Directions for this task:
Copy the lines below word for word, leaving every character unchanged.

Region annotation lines
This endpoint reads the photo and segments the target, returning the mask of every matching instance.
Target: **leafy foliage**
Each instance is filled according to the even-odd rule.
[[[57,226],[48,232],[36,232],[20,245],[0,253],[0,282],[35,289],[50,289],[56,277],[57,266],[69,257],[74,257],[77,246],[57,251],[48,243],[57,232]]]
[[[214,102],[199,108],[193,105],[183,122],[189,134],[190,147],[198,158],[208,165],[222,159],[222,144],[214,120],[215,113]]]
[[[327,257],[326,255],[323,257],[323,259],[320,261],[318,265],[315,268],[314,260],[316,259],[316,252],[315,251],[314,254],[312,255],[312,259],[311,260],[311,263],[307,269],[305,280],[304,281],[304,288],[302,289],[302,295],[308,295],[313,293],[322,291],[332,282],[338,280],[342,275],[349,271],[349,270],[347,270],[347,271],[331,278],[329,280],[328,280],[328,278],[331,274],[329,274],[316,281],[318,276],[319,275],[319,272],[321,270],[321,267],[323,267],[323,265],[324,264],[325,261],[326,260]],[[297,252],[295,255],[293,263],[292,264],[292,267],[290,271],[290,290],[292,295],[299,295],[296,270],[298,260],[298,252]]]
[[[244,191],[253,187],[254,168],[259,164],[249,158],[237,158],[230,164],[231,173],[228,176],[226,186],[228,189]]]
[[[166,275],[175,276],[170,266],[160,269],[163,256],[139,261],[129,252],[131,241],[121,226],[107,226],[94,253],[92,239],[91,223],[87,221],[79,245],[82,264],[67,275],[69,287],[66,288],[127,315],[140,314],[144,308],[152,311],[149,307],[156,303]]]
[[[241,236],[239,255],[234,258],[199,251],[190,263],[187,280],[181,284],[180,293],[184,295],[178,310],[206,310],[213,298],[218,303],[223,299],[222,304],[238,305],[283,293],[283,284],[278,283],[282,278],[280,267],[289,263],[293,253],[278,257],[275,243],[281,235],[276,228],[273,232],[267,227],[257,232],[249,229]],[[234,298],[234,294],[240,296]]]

Written response:
This endpoint reads the photo and segments the target, returning the mask of every matching instance.
Target: **leafy foliage**
Each instance is filled according to the even-odd rule.
[[[57,226],[48,232],[36,232],[20,245],[0,253],[0,282],[35,289],[50,289],[56,277],[57,266],[69,257],[74,257],[77,246],[57,251],[48,243],[57,232]]]
[[[214,102],[199,108],[193,105],[183,122],[189,134],[190,147],[198,158],[208,165],[222,159],[222,144],[214,120],[215,113]]]
[[[327,257],[326,255],[323,257],[323,259],[320,261],[318,265],[315,268],[314,260],[316,259],[316,252],[315,251],[314,254],[312,255],[312,259],[311,260],[311,263],[307,269],[305,280],[304,281],[304,288],[302,289],[302,295],[308,295],[313,293],[322,291],[332,282],[338,280],[342,275],[349,271],[349,270],[347,270],[347,271],[331,278],[329,280],[328,280],[328,278],[331,274],[329,274],[316,281],[318,276],[319,275],[319,272],[321,270],[321,267],[323,267],[323,265],[324,264],[325,261],[326,260]],[[297,252],[295,255],[293,263],[292,264],[292,267],[290,271],[290,290],[292,295],[299,295],[296,270],[298,260],[298,252]]]
[[[244,191],[253,187],[254,168],[259,164],[249,158],[237,158],[230,164],[231,173],[228,176],[226,186],[228,189]]]
[[[166,275],[175,276],[170,266],[160,269],[163,256],[139,261],[129,252],[131,241],[121,226],[107,226],[94,253],[92,239],[91,223],[87,221],[79,245],[82,264],[67,275],[69,287],[66,288],[127,315],[140,314],[144,308],[152,311],[149,307],[156,303]]]
[[[241,236],[239,255],[234,258],[199,251],[190,263],[187,280],[181,284],[180,293],[184,295],[178,310],[206,310],[213,298],[218,303],[223,299],[222,304],[238,305],[283,293],[283,284],[278,283],[282,278],[280,267],[289,263],[293,253],[278,257],[275,243],[281,235],[276,228],[273,232],[267,227],[257,232],[249,229]],[[234,298],[234,294],[240,296]]]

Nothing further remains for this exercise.